Supplied entries: Begin
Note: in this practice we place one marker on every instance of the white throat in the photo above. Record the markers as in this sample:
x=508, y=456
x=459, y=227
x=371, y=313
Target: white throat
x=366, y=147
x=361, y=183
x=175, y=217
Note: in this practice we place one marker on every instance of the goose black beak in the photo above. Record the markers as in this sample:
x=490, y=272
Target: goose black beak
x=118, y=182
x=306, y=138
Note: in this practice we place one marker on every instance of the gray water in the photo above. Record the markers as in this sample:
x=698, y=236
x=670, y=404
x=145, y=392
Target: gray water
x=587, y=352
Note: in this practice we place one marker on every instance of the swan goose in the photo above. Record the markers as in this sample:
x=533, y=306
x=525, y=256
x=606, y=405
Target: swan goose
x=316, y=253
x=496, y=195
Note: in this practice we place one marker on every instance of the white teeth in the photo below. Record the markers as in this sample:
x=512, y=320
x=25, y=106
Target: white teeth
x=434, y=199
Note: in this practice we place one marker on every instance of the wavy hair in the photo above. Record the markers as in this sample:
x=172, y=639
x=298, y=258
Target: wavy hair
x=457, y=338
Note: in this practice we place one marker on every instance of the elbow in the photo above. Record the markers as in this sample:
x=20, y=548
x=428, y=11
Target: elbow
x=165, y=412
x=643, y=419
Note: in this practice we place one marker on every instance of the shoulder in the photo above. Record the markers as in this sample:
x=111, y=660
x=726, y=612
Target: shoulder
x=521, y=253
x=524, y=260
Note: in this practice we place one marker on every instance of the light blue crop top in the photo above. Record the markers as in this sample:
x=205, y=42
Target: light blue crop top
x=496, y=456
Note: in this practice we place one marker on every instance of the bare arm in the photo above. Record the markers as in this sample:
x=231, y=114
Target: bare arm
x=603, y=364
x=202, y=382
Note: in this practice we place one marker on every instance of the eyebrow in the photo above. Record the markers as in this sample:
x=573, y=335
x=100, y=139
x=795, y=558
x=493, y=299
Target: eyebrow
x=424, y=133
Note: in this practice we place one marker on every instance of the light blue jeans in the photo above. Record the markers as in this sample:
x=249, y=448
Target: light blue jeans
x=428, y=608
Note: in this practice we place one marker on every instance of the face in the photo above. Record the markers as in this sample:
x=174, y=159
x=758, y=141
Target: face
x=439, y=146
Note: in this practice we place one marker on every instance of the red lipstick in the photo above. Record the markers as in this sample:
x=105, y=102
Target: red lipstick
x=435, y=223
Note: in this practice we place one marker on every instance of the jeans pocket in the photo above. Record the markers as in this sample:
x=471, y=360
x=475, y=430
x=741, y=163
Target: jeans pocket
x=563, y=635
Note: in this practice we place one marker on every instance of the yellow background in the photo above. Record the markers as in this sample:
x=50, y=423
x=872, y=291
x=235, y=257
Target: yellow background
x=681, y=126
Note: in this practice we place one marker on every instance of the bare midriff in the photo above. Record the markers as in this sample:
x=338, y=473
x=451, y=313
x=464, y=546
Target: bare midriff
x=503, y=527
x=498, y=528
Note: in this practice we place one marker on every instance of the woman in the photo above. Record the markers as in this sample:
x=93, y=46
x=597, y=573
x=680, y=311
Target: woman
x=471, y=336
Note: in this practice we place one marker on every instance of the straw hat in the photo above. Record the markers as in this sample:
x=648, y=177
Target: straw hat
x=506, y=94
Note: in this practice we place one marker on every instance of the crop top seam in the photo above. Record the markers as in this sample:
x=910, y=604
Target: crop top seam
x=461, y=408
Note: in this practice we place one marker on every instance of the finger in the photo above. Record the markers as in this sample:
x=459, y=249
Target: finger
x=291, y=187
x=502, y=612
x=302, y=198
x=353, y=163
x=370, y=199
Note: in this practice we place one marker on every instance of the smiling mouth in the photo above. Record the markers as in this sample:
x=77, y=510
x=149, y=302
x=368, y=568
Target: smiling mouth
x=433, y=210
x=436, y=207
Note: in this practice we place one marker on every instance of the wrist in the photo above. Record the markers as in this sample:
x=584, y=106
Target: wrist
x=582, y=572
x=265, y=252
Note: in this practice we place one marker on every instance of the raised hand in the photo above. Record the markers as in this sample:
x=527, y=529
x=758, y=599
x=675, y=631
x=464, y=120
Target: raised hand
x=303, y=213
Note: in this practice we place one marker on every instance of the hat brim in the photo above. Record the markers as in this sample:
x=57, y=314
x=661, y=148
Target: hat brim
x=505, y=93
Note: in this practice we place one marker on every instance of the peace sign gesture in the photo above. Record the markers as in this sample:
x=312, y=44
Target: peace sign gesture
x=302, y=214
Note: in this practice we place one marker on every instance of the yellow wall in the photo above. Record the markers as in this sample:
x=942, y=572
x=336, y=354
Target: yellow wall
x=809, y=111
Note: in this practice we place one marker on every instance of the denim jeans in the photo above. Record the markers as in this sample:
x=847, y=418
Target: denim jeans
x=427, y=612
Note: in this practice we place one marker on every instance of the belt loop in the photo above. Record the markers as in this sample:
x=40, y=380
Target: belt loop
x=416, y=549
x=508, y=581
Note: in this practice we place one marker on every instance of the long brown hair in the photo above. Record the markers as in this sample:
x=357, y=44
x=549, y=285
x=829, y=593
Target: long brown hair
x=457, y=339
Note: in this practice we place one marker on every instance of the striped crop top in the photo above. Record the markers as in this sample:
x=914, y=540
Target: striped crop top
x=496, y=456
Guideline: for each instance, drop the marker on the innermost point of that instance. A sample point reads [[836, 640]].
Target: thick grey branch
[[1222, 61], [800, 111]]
Supplied entries: End
Supplied entries: Begin
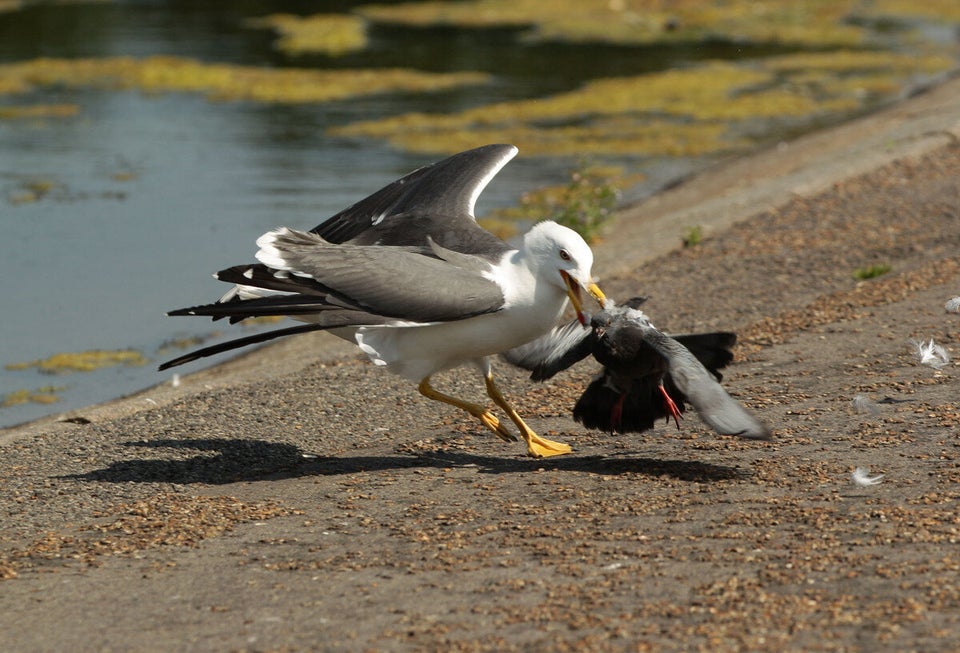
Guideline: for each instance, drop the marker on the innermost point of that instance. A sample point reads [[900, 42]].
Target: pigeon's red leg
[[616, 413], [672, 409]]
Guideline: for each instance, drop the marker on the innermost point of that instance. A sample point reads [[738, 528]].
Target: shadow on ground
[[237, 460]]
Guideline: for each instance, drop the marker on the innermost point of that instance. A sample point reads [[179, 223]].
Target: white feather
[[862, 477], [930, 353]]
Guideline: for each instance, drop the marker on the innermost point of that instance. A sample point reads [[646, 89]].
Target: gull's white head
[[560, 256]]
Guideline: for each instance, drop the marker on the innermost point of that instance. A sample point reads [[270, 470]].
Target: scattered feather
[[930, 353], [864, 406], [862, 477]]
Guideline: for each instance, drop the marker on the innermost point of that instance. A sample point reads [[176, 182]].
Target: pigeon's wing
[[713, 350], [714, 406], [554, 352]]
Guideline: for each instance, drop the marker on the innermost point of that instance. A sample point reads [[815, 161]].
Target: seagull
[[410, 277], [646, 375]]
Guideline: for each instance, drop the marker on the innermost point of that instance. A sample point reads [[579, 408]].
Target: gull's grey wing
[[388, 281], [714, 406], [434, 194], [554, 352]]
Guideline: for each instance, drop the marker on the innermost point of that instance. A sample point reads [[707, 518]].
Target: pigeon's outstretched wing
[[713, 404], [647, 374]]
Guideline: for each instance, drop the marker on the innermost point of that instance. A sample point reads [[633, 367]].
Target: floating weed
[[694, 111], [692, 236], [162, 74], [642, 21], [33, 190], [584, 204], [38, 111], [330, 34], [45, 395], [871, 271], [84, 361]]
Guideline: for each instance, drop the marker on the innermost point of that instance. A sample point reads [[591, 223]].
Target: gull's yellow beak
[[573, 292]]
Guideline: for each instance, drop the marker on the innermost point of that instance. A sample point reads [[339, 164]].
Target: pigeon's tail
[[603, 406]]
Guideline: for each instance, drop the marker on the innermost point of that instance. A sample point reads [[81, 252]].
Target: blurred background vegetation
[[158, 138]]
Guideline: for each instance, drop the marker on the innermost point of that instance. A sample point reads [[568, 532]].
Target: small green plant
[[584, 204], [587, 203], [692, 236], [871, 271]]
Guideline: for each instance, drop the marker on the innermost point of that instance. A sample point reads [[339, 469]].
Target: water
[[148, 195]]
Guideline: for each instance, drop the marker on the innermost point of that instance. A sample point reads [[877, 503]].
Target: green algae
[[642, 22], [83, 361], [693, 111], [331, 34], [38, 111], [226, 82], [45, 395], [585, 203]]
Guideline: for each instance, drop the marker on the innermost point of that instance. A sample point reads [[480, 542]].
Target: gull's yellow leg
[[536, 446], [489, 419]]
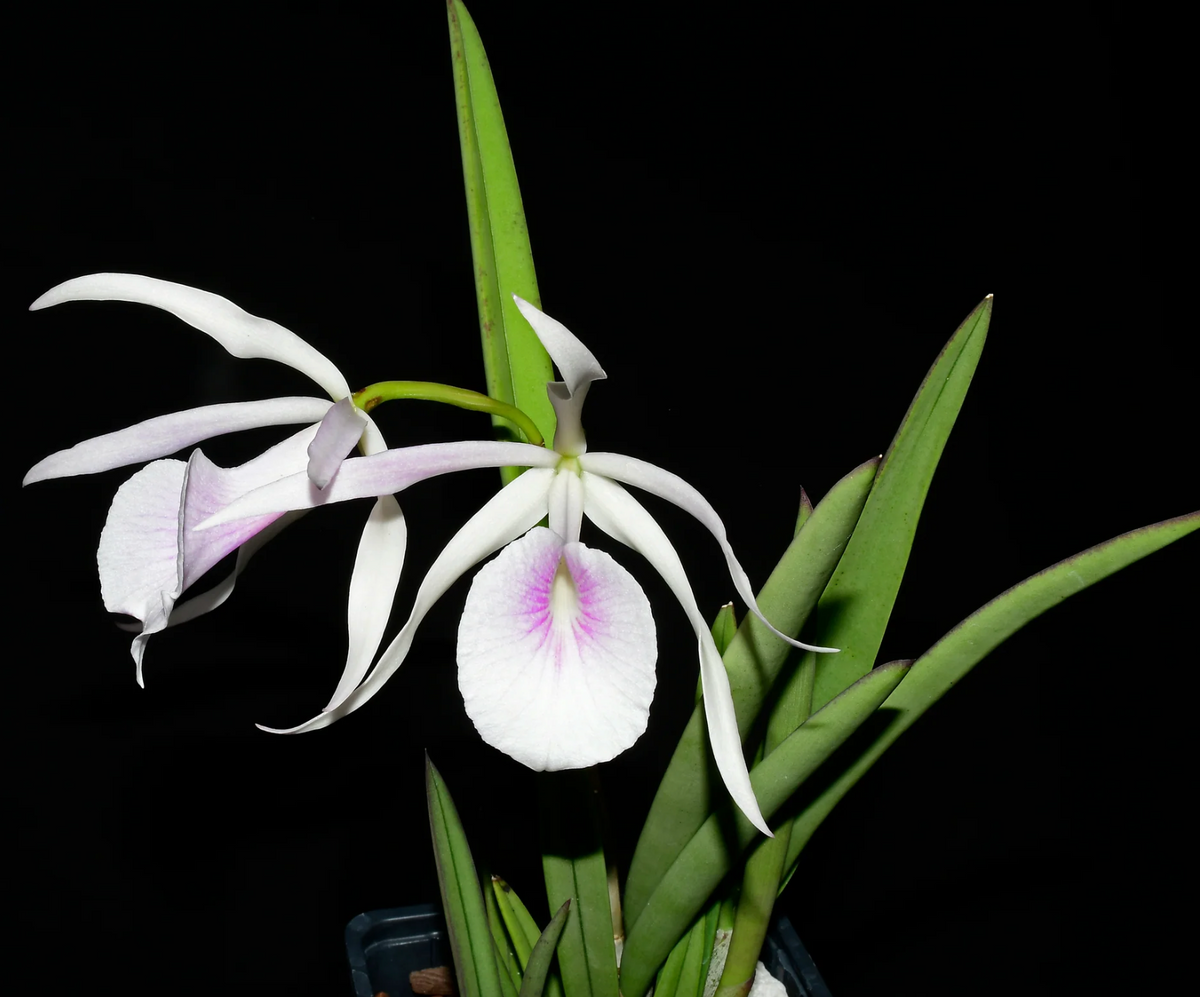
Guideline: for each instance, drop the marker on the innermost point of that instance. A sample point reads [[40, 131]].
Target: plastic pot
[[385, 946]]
Supplied entries: End
Supplied entries: Begin
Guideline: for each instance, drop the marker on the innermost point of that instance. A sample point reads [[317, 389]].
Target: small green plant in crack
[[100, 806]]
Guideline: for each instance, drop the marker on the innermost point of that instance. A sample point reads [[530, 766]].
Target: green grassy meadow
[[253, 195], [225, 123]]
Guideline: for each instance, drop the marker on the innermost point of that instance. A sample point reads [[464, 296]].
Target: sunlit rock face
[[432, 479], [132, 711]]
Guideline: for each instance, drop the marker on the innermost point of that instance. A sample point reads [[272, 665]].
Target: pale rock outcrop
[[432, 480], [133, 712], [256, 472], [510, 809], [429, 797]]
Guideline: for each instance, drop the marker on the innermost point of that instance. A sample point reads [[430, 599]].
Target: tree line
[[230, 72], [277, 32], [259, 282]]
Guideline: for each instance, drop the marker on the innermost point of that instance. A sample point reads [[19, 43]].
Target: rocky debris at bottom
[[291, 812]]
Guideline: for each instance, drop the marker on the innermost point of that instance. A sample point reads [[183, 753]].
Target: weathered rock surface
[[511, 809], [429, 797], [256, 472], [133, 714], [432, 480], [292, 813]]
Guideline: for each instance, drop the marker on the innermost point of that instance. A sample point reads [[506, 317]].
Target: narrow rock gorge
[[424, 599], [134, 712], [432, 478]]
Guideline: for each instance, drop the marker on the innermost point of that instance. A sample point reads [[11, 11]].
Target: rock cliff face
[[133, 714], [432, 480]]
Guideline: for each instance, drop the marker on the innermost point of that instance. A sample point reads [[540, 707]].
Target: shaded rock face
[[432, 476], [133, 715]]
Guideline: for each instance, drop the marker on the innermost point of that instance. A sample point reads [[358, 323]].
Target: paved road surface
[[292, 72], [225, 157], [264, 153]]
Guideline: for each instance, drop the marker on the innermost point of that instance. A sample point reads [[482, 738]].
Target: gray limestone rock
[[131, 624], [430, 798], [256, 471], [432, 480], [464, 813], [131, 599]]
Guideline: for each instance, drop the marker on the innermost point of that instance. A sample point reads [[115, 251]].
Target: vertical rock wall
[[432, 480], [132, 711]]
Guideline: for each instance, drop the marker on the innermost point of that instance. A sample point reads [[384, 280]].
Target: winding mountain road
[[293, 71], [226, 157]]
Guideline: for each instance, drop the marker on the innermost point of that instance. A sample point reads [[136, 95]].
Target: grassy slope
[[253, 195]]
Supplied entries: End
After locating the line with "Target: red lipstick" above, return that line and every later line through the one with "x=50, y=423", word for word and with nothing else.

**Your response**
Target: red lipstick
x=435, y=223
Note: in this practice we place one marker on every instance of the jeans pocket in the photo above. Record the markers as in this sample:
x=471, y=360
x=475, y=430
x=741, y=163
Target: jeans pocket
x=563, y=635
Note: in this practice we place one marker on every instance of the yellow background in the photo above. Record the markers as in this sample:
x=50, y=423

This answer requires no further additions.